* _Data for review_:
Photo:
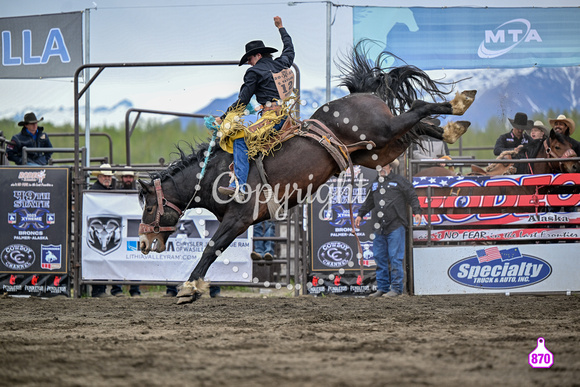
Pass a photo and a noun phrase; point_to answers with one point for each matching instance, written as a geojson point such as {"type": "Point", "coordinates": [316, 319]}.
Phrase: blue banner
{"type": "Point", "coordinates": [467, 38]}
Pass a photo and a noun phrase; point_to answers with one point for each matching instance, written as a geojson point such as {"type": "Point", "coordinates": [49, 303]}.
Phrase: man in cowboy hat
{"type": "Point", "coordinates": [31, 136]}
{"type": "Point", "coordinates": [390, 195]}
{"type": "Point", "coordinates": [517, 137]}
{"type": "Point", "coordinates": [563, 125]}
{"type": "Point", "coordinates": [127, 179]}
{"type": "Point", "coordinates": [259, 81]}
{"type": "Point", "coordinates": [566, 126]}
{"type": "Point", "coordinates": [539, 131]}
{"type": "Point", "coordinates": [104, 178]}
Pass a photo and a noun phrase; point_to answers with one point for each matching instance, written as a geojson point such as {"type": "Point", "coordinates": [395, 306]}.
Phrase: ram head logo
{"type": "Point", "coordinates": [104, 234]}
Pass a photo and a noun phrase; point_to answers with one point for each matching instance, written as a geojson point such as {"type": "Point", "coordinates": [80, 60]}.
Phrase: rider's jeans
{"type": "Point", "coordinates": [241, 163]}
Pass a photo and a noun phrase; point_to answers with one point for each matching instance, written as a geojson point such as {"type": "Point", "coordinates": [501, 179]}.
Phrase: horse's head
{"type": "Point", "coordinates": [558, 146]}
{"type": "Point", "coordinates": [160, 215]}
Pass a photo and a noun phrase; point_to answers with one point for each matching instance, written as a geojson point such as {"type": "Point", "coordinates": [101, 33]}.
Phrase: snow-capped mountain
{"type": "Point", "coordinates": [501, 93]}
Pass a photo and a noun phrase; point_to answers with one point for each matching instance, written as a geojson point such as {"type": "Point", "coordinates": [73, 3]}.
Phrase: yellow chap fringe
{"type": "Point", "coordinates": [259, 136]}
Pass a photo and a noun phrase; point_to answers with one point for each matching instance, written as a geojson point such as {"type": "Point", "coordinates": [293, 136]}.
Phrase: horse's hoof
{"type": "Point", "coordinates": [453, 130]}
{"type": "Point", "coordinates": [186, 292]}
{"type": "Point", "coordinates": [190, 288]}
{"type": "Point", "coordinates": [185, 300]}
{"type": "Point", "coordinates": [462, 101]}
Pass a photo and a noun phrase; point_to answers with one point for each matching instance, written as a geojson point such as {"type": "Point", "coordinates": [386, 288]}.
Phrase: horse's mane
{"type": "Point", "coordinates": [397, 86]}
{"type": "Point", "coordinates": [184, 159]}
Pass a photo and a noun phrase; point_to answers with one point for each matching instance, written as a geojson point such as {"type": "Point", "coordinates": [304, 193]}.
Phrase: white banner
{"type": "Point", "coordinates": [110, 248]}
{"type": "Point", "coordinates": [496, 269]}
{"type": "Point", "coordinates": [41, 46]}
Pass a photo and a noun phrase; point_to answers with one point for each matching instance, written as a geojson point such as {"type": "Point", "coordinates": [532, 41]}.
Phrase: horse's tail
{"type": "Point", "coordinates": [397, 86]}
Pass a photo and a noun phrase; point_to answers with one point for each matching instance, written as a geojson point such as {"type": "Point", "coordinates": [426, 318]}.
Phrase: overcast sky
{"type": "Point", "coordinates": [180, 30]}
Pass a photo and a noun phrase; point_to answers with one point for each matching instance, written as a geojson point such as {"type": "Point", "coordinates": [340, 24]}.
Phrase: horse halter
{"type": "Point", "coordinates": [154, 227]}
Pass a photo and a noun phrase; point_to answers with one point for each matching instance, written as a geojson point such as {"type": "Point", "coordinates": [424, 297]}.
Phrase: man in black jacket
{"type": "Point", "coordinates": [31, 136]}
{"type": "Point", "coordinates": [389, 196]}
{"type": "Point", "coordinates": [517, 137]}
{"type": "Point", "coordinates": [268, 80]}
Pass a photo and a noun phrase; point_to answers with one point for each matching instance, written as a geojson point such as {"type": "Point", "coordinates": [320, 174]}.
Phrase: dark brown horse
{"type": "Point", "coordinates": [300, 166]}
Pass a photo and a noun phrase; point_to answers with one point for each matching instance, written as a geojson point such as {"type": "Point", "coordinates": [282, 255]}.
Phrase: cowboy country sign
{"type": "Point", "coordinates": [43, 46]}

==

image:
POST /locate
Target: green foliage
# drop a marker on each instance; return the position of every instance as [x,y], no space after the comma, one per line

* _Exercise prompt_: Copy word for word the stretch of entries above from the line that has "POST /locate" through the line that has "# drop a marker", both ends included, and nothing outside it.

* _The answer_:
POST /locate
Target: green foliage
# drop a marker on each instance; return the position of every instance as [x,y], no space after the comma, one per line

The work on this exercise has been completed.